Recorded data

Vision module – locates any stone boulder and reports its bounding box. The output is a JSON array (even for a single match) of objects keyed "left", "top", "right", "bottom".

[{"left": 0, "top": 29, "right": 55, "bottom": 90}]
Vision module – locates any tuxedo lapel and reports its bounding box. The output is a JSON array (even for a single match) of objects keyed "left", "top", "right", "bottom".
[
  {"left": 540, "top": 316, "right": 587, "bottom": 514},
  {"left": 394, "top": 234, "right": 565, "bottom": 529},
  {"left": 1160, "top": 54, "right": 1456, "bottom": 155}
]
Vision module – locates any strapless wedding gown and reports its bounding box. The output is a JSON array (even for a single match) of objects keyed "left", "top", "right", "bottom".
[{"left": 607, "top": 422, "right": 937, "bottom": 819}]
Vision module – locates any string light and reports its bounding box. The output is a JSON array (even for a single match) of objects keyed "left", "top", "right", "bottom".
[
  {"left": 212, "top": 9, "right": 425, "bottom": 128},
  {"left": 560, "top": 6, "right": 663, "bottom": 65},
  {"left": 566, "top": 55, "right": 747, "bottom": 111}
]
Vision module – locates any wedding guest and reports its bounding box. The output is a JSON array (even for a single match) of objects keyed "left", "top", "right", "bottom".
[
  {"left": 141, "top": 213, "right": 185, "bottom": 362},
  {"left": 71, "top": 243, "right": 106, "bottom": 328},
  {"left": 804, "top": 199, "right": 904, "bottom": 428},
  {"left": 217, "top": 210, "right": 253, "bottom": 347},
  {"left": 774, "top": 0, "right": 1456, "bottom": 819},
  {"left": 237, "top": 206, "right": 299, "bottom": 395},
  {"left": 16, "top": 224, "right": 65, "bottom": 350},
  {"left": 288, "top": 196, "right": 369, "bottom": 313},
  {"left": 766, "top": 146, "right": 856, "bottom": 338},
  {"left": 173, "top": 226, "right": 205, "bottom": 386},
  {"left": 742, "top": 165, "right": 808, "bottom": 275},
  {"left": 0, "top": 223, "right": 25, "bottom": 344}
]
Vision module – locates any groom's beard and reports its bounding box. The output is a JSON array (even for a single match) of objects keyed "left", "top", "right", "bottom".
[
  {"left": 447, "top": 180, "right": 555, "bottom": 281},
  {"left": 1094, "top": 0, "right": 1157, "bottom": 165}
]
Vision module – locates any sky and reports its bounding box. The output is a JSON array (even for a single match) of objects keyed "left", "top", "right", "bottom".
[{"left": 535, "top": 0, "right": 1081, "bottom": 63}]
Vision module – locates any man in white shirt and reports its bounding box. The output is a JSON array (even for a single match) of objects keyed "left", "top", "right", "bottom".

> What you have to do: Could you reproduce the material from the line containing "Vision module – locates any sky" through its end, swapping "bounding box" for "bounding rectangle" and leaving everything else as it is?

> Expected answer:
Vision module – locates any sky and reports its bounding rectangle. The output is a JSON array (even for a single match) of objects keyed "left", "top", "right", "bottom".
[{"left": 535, "top": 0, "right": 1081, "bottom": 63}]
Vision module – locates any man in white shirt and reports its bounding rectangle. The output is a JSON array (even for a single match) of objects keyed "left", "top", "right", "bottom".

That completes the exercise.